● To do
Here are some records. Print all of them exactly.

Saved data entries
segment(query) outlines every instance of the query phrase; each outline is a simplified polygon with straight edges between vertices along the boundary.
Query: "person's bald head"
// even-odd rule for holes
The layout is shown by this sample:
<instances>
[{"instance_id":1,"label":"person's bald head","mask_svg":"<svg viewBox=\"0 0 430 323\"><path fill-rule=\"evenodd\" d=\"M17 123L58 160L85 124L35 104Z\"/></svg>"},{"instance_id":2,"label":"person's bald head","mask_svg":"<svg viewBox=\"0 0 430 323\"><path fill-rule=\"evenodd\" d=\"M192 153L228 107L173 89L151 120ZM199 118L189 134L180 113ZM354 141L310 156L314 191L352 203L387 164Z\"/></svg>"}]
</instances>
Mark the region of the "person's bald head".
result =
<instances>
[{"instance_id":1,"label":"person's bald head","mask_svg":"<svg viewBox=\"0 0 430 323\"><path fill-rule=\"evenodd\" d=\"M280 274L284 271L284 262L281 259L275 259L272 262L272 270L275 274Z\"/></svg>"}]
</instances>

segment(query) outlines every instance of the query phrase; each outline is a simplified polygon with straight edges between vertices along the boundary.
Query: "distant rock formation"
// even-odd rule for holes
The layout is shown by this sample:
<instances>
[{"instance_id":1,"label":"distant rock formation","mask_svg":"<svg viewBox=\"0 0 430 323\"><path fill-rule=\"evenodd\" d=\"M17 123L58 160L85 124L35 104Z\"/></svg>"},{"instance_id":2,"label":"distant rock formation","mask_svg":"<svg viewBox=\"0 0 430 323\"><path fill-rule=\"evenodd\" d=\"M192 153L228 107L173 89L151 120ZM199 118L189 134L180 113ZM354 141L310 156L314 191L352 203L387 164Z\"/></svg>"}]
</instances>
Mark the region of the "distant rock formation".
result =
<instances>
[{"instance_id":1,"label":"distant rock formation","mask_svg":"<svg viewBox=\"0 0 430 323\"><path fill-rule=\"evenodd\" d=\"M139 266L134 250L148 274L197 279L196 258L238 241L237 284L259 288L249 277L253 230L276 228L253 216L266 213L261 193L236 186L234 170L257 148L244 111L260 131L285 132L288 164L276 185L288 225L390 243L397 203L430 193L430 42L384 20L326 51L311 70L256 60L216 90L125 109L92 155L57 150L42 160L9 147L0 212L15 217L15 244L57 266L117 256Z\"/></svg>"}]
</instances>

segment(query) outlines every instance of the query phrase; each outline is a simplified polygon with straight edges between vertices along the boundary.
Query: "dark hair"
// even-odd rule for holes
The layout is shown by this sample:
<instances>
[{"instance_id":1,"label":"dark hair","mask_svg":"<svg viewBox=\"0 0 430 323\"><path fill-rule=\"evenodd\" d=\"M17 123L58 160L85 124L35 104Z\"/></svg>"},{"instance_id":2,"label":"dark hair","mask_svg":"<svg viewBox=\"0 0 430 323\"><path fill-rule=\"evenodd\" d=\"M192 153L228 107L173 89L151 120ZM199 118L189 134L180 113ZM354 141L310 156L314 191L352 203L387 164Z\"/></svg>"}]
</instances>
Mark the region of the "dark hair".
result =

● Written reply
segment(query) outlines every instance of the query phrase; each outline is a simplified polygon with straight edges between vertices along the boundary.
Query: "person's bald head"
// even-odd rule for holes
The layout is shown by this sample:
<instances>
[{"instance_id":1,"label":"person's bald head","mask_svg":"<svg viewBox=\"0 0 430 323\"><path fill-rule=\"evenodd\" d=\"M17 123L58 160L85 124L35 104Z\"/></svg>"},{"instance_id":2,"label":"person's bald head","mask_svg":"<svg viewBox=\"0 0 430 323\"><path fill-rule=\"evenodd\" d=\"M192 153L228 107L173 89L151 120ZM199 118L189 134L180 113ZM354 141L310 156L314 191L352 203L387 164Z\"/></svg>"}]
</instances>
Mark the region of the "person's bald head".
result =
<instances>
[{"instance_id":1,"label":"person's bald head","mask_svg":"<svg viewBox=\"0 0 430 323\"><path fill-rule=\"evenodd\" d=\"M280 274L284 271L284 262L281 259L275 259L272 262L272 270L275 274Z\"/></svg>"}]
</instances>

segment(query) outlines every instance of the query phrase; each outline is a simplified polygon with straight edges between vertices along the boundary.
Query: "distant rock formation"
// even-odd rule for holes
The layout is shown by this sample:
<instances>
[{"instance_id":1,"label":"distant rock formation","mask_svg":"<svg viewBox=\"0 0 430 323\"><path fill-rule=\"evenodd\" d=\"M17 123L58 160L85 124L35 104Z\"/></svg>"},{"instance_id":2,"label":"distant rock formation","mask_svg":"<svg viewBox=\"0 0 430 323\"><path fill-rule=\"evenodd\" d=\"M192 153L228 107L173 89L151 120ZM199 118L189 134L180 113ZM354 141L310 156L314 191L352 203L387 164Z\"/></svg>"}]
</instances>
Mark the region of the "distant rock formation".
result =
<instances>
[{"instance_id":1,"label":"distant rock formation","mask_svg":"<svg viewBox=\"0 0 430 323\"><path fill-rule=\"evenodd\" d=\"M139 266L134 250L148 274L197 279L196 258L238 241L237 284L259 288L249 277L253 230L276 228L253 216L266 213L261 193L236 186L234 170L257 148L244 111L260 131L285 132L288 164L276 185L288 225L390 243L397 203L430 193L430 42L384 20L326 51L311 70L256 60L216 90L125 109L92 155L57 150L42 160L9 147L0 212L15 217L15 244L57 266L117 256Z\"/></svg>"}]
</instances>

segment(query) outlines every instance of the query phrase; each outline is a simplified polygon with straight edges between vertices along the boundary.
Query: "dark hair"
// even-odd rule for holes
The layout is shown by this sample:
<instances>
[{"instance_id":1,"label":"dark hair","mask_svg":"<svg viewBox=\"0 0 430 323\"><path fill-rule=\"evenodd\" d=\"M17 123L58 160L85 124L35 104Z\"/></svg>"},{"instance_id":2,"label":"dark hair","mask_svg":"<svg viewBox=\"0 0 430 323\"><path fill-rule=\"evenodd\" d=\"M192 153L228 107L173 89L151 120ZM199 118L189 134L180 113ZM354 141L310 156L314 191L352 203L387 164Z\"/></svg>"}]
</instances>
Mark the region of the "dark hair".
result =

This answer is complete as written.